Short exercise: Please transcribe the records precisely; pictures stay out of your copy.

+++ Records supplied +++

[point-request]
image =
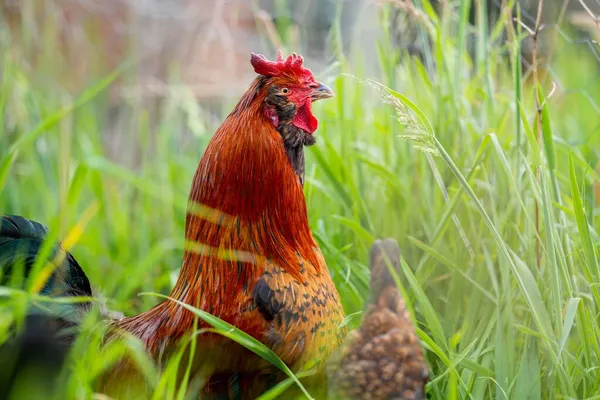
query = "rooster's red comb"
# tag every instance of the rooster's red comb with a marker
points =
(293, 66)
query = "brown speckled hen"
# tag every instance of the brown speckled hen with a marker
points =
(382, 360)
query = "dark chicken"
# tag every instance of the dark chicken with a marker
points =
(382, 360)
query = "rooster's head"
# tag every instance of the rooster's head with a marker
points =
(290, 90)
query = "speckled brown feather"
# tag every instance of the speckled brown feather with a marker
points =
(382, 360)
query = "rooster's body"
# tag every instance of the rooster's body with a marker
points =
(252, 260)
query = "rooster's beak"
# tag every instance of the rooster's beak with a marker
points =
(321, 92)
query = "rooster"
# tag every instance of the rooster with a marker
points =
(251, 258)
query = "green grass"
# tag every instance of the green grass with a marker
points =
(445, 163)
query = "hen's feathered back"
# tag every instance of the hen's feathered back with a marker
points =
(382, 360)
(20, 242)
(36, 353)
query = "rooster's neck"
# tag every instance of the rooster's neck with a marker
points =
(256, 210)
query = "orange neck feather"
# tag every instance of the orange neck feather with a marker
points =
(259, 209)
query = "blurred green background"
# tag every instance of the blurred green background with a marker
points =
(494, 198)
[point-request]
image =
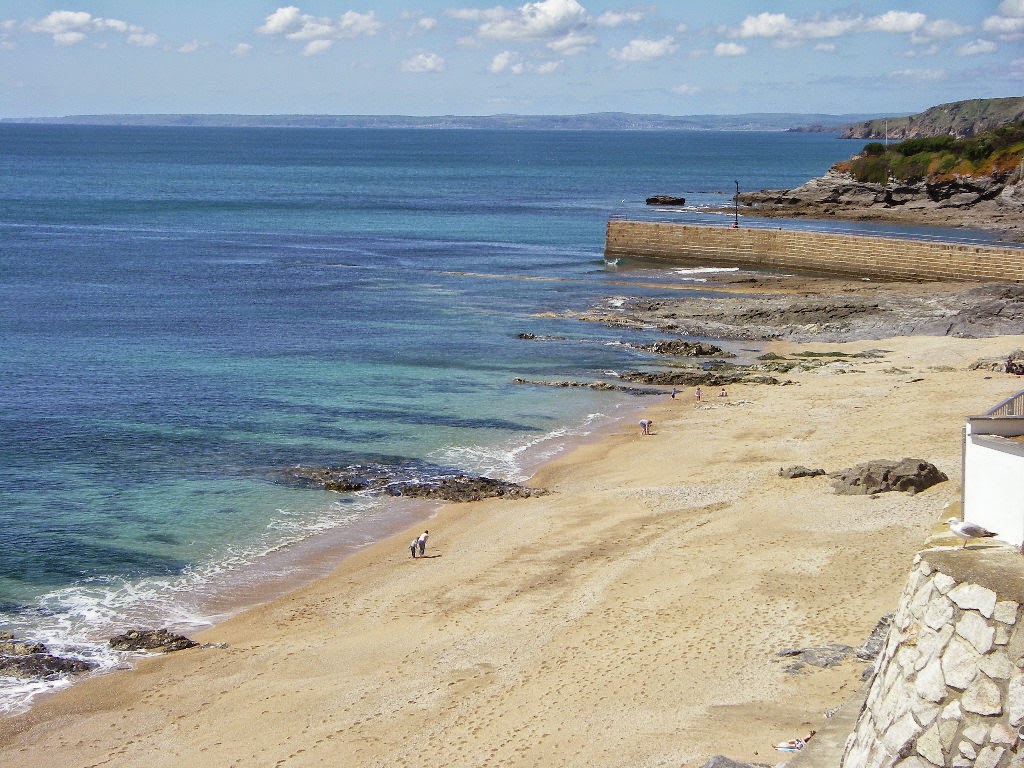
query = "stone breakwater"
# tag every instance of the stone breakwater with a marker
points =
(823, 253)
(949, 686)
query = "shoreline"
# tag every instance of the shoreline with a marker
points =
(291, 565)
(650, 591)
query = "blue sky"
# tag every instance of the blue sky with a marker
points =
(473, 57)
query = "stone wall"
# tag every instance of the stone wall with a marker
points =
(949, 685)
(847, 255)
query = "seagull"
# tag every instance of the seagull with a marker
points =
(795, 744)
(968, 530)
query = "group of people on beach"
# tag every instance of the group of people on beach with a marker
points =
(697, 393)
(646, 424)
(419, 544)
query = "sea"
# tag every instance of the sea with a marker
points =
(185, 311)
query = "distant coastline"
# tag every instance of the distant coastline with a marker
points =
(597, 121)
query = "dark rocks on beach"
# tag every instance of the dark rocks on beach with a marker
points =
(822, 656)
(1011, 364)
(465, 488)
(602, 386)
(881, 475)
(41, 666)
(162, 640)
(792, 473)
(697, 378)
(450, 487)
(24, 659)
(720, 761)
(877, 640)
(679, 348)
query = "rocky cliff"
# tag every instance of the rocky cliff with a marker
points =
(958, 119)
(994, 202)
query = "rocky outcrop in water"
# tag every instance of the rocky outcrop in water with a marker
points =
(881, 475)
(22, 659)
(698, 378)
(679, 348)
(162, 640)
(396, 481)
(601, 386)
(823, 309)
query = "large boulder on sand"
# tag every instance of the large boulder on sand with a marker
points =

+++

Exercise answer:
[point-request]
image =
query = "rooster's red comb"
# tag every instance of the rooster's red comb with a marker
points =
(293, 66)
query = "brown speckled hen"
# tag every instance of the brown speckled hen with a marker
points =
(382, 360)
query = "dark chicken"
# tag every instance of the dark chicken with a marker
points =
(382, 360)
query = "rooster's head"
# tag every instance of the rooster's head with a marker
points =
(290, 90)
query = "speckled brown feather"
# tag every instance of the speckled brown feather with a marker
points =
(382, 360)
query = "rooster's body"
# tag every instance of the rooster's body with a marker
points =
(252, 260)
query = "rooster's beak"
# tag every instance of the rooster's beak with a marker
points =
(321, 92)
query = "rooster"
# tag every instance of the rooster with a marker
points =
(251, 258)
query = "green grass"
# tag every instance of the green grass with a marker
points =
(445, 163)
query = "hen's feathered back"
# tag every instance of the hen's feathered back with a marker
points =
(382, 360)
(20, 242)
(36, 353)
query = "rooster's neck"
# tag every instance of the rooster's neck with a marker
points =
(256, 210)
query = "orange neck feather"
# tag every instance of the orange neck feather with a marker
points =
(259, 209)
query = "blurred green background"
# tag every instance of the blurred green background with a marker
points =
(494, 198)
[point-request]
image =
query = "stone breakwater"
# tag every instance of the stone breakwater with a marker
points =
(823, 253)
(949, 686)
query = "shoreline"
# tag every instance of the shoreline with a marker
points =
(291, 565)
(650, 591)
query = "blue sky"
# tag every instance of the blue sky with a marker
points =
(473, 57)
query = "stone wall"
# tag every instance of the stone wall with a marker
points =
(949, 685)
(847, 255)
query = "seagull"
# tag every instance of the seagull with a marker
points =
(795, 744)
(968, 530)
query = "group of people on beach"
# tag every instance of the group of people on beach with a marker
points =
(697, 393)
(646, 424)
(419, 544)
query = "sea"
# tag every instance of the sea with a marker
points =
(185, 311)
query = "distant coastline"
# tag every instance of the distant coastline with a marker
points =
(597, 121)
query = "dark rocks on beach"
# tag every instance of the dark rocks on beach with a marker
points =
(822, 656)
(1011, 364)
(465, 488)
(602, 386)
(881, 475)
(41, 666)
(162, 640)
(792, 473)
(697, 378)
(450, 487)
(24, 659)
(720, 761)
(877, 640)
(679, 348)
query = "rocky cliff"
# tag every instance of the rocky cliff with a marker
points =
(958, 119)
(994, 202)
query = "rocky outcrop in water"
# tag every instance of the rocky outcrop in water with a marker
points =
(881, 475)
(22, 659)
(698, 378)
(679, 348)
(162, 640)
(396, 481)
(601, 386)
(823, 309)
query = "large boulder on sand"
# tag every instance of the large boulder on sand with a marker
points =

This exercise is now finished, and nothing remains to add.